> _Exercise requirements_:
Give again, word for word, every line below from the one that has "Target: hillside" through the one that has "Target: mountain range", both included, and no others.

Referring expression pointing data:
Start of Block

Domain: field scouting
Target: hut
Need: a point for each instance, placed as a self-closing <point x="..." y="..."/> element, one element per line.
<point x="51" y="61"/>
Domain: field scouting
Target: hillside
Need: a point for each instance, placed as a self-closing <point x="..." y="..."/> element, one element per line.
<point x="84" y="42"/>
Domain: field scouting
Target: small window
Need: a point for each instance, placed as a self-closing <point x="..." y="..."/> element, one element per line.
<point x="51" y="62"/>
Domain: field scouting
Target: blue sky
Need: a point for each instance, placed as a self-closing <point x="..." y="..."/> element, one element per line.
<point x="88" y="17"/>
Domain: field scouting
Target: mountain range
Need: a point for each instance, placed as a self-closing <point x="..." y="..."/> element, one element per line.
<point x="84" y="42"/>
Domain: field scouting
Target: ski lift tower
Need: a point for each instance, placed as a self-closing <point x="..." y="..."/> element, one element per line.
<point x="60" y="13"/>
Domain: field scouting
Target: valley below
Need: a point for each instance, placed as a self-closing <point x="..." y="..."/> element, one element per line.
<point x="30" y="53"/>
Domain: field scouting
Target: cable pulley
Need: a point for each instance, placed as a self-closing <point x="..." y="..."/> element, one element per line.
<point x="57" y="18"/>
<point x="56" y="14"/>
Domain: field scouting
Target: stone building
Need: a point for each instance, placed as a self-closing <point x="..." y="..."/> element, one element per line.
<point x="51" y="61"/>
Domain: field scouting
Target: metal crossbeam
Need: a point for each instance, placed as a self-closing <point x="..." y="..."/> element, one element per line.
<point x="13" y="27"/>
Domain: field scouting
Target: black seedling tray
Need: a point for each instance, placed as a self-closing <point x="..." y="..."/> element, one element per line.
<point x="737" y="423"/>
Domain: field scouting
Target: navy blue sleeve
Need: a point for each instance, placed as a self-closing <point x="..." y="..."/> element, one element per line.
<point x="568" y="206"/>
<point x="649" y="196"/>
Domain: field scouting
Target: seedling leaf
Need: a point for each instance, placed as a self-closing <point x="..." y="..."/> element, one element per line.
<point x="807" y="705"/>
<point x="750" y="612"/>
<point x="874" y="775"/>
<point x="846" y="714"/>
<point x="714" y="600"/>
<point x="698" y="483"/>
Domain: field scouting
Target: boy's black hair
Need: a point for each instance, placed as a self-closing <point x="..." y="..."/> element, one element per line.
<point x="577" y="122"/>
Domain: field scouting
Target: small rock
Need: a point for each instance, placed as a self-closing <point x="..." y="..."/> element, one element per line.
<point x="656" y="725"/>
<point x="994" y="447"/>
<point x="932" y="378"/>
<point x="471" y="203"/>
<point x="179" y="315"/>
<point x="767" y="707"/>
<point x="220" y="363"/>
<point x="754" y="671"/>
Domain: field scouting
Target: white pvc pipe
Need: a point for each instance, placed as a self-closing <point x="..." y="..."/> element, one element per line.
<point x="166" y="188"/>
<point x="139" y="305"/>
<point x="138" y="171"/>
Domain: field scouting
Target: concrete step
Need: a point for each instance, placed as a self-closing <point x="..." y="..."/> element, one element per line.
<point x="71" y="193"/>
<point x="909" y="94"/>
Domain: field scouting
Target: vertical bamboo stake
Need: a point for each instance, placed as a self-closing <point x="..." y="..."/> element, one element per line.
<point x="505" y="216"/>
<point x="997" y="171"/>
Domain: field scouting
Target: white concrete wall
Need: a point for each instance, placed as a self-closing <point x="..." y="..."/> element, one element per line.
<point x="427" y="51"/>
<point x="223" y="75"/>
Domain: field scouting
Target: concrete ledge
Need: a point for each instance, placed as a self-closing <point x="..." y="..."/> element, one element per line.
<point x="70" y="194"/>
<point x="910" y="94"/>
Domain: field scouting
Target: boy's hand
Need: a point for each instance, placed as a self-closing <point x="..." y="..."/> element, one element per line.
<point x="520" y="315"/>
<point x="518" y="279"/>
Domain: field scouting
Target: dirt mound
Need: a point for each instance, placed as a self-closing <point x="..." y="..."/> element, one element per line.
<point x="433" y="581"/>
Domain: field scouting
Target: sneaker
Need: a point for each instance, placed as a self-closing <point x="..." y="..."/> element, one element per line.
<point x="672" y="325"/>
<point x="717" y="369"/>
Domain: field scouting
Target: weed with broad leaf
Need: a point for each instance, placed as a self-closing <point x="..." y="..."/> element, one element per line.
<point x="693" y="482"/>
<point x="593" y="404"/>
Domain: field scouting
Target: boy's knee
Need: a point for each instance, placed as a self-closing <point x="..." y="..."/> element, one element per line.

End of Block

> _Response area_:
Target: hillside
Need: a point for each instance, placed as a self-closing <point x="..." y="..."/> element, one element per line.
<point x="84" y="42"/>
Domain: field scouting
Target: small window
Need: a point for each instance, placed as a self-closing <point x="..." y="..."/> element, one element per line.
<point x="51" y="62"/>
Domain: field scouting
Target: blue sky
Need: a point for each instance, placed as a self-closing <point x="..." y="..."/> element, one element per line.
<point x="88" y="17"/>
Domain: field scouting
Target: mountain range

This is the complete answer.